GIVEN RECORDS:
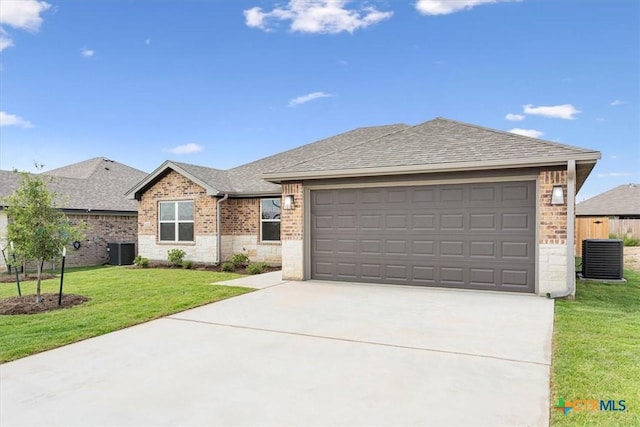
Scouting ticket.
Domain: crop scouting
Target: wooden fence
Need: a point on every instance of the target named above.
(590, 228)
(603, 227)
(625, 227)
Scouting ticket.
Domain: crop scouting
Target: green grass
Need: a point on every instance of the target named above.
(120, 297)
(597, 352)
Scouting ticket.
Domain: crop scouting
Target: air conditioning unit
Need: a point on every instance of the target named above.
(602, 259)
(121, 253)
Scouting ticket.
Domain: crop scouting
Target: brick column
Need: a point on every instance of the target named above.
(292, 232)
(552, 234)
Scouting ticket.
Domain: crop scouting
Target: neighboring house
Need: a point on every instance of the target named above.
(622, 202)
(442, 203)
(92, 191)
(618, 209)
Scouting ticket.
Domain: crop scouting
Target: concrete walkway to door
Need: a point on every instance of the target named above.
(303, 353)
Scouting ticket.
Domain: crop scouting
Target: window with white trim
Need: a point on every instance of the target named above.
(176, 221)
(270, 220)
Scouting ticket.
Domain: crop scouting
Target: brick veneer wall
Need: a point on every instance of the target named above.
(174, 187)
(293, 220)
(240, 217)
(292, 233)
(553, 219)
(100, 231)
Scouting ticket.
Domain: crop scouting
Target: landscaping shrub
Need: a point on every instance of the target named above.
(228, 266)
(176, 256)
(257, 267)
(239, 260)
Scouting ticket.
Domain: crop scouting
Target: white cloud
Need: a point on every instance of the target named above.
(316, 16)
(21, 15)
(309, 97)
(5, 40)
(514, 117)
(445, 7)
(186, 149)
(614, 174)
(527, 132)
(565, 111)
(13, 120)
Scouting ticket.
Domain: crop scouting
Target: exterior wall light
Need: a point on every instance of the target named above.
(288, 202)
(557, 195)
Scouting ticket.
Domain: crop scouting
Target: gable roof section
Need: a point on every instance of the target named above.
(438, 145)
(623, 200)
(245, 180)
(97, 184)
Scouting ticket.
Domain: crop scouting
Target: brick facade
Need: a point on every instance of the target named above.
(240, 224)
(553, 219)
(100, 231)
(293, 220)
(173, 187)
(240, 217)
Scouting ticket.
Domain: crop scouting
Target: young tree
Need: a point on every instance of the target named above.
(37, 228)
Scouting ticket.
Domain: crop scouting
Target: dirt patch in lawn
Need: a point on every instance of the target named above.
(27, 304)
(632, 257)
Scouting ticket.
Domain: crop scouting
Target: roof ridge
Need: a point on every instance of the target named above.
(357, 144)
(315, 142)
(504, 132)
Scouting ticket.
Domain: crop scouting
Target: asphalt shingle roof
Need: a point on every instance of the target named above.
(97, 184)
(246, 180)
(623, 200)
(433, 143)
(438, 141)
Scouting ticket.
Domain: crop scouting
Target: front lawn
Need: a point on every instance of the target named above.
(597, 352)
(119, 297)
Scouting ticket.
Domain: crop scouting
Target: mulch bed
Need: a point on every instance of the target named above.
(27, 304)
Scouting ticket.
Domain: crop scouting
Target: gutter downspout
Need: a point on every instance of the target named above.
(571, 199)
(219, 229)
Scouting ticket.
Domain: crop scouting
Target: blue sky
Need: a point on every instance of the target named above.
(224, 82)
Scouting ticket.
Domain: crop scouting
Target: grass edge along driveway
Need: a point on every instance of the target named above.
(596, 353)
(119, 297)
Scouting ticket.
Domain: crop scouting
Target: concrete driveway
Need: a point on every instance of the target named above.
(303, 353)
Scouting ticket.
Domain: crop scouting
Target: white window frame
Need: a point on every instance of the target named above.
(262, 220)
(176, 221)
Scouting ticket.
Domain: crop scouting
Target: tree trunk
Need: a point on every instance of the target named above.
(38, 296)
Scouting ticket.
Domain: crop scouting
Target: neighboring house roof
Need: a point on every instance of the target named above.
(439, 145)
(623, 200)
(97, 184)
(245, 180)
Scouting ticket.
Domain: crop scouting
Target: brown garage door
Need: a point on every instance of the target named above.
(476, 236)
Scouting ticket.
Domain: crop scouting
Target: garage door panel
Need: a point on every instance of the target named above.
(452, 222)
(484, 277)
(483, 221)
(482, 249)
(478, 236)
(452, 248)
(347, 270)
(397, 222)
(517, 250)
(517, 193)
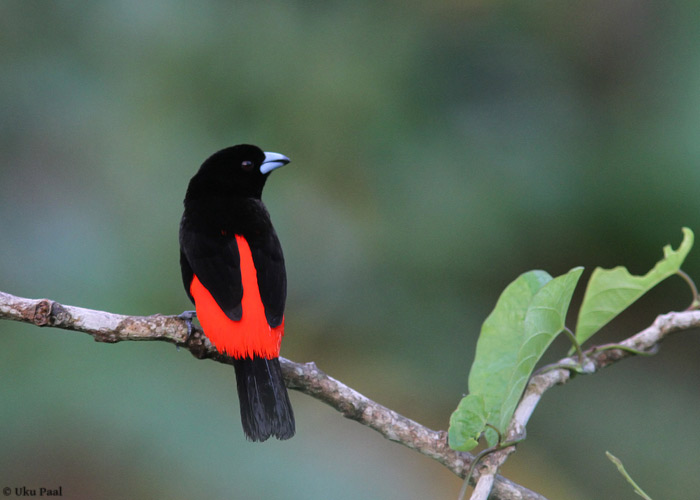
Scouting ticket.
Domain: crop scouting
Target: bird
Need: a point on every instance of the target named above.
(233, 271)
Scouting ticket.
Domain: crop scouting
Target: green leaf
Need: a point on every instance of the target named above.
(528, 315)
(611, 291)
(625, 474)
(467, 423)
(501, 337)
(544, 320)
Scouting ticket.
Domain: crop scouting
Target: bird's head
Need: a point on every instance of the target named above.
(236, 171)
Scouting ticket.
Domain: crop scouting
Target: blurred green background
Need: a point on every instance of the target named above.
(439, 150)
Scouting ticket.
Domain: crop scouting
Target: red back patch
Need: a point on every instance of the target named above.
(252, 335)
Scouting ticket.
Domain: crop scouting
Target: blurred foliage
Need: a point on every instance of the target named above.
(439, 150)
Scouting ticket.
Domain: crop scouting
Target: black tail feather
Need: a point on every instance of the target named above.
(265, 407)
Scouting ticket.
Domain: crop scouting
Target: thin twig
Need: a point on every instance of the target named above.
--
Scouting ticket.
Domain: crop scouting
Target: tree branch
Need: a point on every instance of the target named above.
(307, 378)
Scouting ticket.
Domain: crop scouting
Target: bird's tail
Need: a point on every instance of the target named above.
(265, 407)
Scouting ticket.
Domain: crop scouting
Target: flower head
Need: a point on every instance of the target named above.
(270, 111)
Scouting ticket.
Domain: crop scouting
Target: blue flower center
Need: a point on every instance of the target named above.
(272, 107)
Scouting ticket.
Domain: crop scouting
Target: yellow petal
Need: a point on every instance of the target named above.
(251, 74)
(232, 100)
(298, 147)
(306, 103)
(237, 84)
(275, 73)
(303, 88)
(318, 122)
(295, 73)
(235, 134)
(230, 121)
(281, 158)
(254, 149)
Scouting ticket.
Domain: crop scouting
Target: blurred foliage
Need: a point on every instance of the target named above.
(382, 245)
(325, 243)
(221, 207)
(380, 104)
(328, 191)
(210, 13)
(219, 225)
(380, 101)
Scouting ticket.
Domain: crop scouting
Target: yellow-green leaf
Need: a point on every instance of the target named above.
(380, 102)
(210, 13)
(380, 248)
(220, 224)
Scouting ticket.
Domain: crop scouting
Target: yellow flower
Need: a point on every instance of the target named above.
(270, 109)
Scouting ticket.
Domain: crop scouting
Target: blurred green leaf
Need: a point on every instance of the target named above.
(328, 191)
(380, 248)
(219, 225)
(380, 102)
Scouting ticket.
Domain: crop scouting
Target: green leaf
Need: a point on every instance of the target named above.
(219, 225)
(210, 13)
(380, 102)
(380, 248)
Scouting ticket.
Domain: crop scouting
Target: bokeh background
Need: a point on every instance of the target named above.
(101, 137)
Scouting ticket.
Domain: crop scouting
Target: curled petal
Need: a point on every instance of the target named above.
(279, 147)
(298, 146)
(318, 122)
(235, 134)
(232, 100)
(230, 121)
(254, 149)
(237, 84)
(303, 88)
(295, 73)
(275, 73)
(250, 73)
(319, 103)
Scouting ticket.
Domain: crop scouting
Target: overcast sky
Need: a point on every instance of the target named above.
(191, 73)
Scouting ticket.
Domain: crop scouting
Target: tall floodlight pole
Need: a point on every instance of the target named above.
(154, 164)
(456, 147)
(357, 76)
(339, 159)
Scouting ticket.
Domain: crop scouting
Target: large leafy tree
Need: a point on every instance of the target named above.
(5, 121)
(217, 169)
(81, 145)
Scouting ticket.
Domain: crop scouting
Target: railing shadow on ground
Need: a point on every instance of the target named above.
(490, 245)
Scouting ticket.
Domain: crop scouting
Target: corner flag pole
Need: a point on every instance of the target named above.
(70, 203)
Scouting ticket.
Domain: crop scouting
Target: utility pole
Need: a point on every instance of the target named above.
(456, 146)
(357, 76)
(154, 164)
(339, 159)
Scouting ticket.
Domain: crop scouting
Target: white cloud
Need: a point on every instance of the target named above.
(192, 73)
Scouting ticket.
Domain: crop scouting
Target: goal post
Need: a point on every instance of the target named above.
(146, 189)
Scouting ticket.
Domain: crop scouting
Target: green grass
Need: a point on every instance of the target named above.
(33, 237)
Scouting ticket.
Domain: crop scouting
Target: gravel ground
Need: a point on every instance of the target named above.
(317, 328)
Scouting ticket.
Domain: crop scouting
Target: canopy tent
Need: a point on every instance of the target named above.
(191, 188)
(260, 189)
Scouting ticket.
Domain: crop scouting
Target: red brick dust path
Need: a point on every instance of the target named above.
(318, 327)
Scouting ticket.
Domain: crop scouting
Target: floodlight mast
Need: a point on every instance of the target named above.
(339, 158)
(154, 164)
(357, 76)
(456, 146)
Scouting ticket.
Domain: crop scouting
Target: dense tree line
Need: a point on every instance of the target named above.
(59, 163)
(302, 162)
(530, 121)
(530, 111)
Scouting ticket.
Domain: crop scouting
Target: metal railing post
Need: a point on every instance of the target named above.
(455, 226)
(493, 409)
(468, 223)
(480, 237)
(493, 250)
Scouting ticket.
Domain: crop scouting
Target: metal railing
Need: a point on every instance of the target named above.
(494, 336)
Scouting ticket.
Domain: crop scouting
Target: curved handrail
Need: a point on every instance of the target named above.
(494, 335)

HOW TO COMPLETE THIS TASK: Scan the listing and copy every line where the string "brick" shows up.

OUTPUT:
Target: brick column
Target: brick veneer wall
Target: brick facade
Target: red brick dust path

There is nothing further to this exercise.